Extrait proposé:
Sur le plan de la santé, nous sommes tous à peu près convaincus que pratiquer une activité physique est bon pour la santé. De nombreuses études au niveau national et international documentent très bien ces bénéfices. Cela va de la prévention des pathologies (prévention primaire) à l’aide à la guérison quand la pathologie est déclarée ou pendant la rémission.
Il y a aussi un aspect bien-être : quand on fait du sport on se vide la tête, on dégage aussi physiologiquement des hormones qui font que l’on se sent mieux, ce qui peut aussi être un soutien précieux lors de maladies psychiques notamment.
Ces bénéfices sont à promouvoir, bien sûr dans une pratique qui soit adaptée à chacun, sécurisée et progressive, d’autant plus quand il y a un handicap. De même, et c’est déjà la norme dans chaque club sportif, on n’effectue pas la même charge de travail si l’on cherche à performer ou à obtenir des médailles au niveau régional ou national, ou si l’on vise juste le bien-être.

Consigne 1:
Recopiez le passage de l'extrait sur le sport et la santé qui s'ouvre sur les mots contenant « Sur le plan » et se clôt sur « pendant la rémission. ».
Consigne 2:
Traduisez en anglais la phrase suivante, tirée de l'extrait sur le sport et la santé : « De nombreuses études au niveau national et international documentent très bien ces bénéfices. »

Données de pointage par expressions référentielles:
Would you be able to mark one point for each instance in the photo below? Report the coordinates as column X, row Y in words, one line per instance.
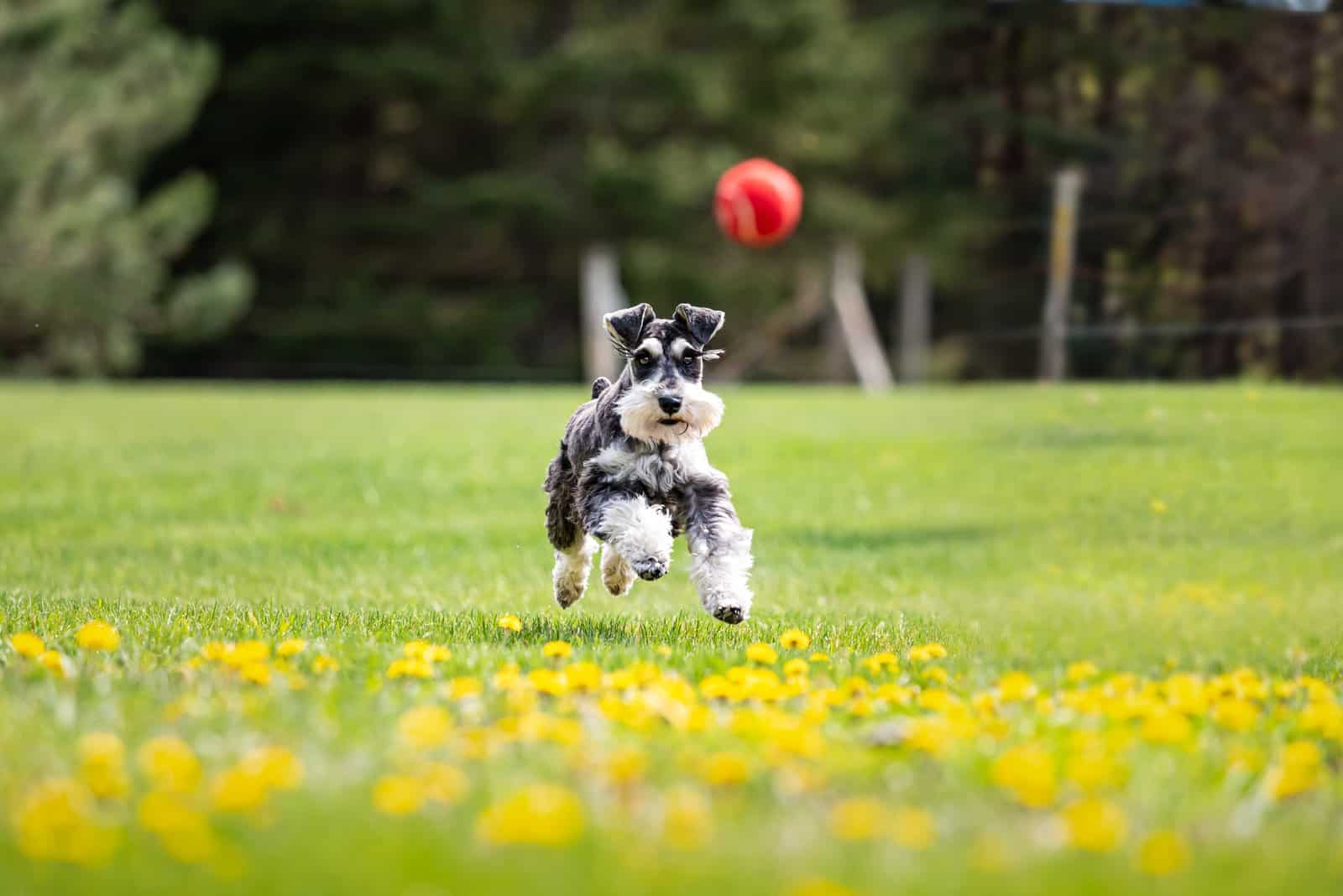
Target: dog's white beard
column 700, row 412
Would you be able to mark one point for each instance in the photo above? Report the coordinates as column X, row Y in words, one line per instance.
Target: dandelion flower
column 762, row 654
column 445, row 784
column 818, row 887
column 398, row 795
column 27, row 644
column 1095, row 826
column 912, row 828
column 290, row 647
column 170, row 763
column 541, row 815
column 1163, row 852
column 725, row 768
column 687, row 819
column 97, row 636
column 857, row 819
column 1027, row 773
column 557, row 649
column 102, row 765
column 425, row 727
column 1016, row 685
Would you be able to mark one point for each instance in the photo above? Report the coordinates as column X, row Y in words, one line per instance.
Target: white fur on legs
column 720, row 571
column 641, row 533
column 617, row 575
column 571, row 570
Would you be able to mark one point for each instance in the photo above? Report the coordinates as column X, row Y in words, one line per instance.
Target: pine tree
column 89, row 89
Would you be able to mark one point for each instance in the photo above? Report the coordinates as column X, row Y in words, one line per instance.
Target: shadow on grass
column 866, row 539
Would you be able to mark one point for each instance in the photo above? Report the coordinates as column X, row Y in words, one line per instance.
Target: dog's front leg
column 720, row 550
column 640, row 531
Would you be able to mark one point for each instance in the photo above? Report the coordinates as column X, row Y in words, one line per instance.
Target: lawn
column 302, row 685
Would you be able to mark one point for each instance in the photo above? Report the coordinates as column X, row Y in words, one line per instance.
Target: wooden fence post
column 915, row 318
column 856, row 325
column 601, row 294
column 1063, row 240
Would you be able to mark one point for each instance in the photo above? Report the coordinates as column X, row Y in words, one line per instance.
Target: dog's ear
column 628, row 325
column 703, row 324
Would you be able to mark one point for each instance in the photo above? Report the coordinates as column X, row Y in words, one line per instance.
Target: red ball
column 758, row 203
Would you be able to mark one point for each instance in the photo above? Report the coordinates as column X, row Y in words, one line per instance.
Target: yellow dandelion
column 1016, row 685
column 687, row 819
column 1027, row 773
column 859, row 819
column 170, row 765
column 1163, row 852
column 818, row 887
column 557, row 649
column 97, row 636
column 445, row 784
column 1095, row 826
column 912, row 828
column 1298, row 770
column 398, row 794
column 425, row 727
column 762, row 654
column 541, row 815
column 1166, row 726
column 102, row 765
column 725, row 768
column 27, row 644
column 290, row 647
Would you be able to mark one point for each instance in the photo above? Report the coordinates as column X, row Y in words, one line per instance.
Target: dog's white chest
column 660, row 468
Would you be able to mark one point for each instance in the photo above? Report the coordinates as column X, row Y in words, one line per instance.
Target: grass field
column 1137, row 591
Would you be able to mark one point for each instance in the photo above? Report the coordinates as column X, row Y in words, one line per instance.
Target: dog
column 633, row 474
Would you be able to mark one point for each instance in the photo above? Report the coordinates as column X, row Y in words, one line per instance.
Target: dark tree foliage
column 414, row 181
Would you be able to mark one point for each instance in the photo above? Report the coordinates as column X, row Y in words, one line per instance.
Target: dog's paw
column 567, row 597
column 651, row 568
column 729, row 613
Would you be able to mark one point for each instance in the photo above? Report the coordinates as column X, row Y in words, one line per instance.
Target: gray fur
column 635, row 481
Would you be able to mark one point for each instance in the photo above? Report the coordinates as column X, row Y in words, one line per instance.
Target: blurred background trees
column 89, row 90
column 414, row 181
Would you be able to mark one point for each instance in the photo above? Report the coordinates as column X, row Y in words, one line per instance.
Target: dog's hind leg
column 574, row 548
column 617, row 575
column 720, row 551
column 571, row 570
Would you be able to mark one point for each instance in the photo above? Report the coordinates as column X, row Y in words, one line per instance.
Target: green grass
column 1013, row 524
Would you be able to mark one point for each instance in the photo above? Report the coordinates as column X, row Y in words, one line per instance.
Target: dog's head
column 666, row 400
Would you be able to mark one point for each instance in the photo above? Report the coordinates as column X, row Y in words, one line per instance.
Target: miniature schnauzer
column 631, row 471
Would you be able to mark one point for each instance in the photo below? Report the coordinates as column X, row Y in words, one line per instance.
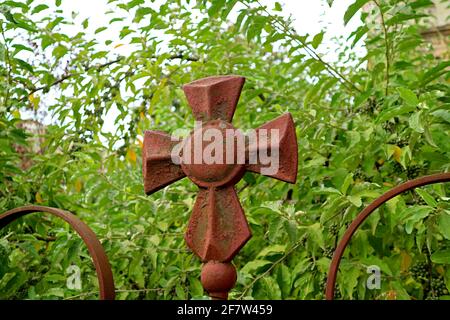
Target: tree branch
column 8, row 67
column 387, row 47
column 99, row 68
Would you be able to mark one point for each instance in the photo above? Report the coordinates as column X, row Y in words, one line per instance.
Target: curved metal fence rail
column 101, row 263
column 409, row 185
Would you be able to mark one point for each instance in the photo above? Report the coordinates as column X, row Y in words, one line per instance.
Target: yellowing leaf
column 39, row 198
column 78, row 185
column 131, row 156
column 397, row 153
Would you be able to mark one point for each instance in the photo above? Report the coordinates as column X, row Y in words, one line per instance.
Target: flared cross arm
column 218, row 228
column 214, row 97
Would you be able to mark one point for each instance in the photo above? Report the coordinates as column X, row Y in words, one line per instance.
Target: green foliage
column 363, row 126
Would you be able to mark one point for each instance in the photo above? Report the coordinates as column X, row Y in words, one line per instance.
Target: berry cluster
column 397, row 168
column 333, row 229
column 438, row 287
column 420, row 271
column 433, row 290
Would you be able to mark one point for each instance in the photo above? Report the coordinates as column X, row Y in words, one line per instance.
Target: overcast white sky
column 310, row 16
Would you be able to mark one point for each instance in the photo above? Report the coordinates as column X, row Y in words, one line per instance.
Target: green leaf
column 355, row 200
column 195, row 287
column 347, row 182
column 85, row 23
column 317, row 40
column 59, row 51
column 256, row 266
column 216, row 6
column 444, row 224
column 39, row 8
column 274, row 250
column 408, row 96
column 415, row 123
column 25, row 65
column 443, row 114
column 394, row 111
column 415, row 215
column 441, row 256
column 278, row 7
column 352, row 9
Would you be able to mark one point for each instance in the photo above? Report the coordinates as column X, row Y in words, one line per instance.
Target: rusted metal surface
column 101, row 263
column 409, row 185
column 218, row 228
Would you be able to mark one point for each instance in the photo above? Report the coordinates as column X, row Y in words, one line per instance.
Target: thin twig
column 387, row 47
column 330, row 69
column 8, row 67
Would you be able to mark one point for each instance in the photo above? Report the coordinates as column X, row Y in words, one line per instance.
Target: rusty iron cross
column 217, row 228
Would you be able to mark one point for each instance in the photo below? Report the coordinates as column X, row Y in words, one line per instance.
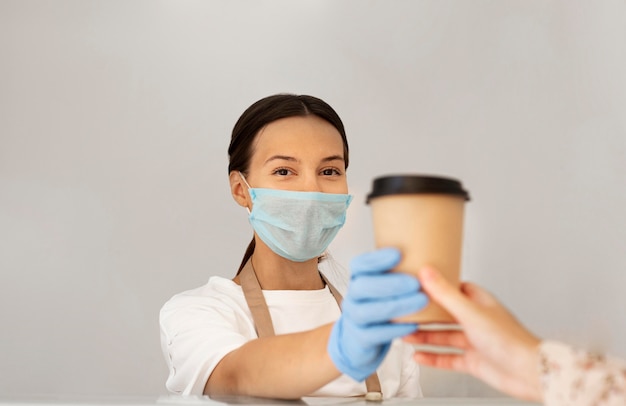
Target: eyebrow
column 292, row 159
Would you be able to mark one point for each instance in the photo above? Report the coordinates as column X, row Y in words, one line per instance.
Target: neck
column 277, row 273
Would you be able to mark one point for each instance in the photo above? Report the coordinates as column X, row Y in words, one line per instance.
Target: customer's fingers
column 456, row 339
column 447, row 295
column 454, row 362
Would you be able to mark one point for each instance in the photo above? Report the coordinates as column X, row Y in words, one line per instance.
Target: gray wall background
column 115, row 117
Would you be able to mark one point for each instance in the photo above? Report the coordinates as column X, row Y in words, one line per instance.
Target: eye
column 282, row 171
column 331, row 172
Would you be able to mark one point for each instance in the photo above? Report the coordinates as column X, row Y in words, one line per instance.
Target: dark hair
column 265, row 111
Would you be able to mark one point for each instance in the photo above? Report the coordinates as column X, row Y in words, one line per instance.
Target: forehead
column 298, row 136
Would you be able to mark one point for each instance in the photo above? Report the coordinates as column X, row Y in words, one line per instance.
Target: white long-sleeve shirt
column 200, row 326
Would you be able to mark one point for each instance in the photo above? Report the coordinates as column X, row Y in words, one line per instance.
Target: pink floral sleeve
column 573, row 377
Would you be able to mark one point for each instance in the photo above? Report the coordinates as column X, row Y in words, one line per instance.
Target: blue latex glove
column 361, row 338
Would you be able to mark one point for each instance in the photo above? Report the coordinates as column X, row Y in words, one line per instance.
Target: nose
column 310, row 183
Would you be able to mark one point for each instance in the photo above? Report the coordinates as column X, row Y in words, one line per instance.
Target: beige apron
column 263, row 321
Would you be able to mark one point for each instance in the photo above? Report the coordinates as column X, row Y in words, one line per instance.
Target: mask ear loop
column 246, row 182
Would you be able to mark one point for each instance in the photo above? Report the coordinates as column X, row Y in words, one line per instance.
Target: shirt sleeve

Corrigé 1:
Sur le plan de la santé, nous sommes tous à peu près convaincus que pratiquer une activité physique est bon pour la santé. De nombreuses études au niveau national et international documentent très bien ces bénéfices. Cela va de la prévention des pathologies (prévention primaire) à l’aide à la guérison quand la pathologie est déclarée ou pendant la rémission.

Corrigé 2:
Numerous national and international studies document these benefits very well.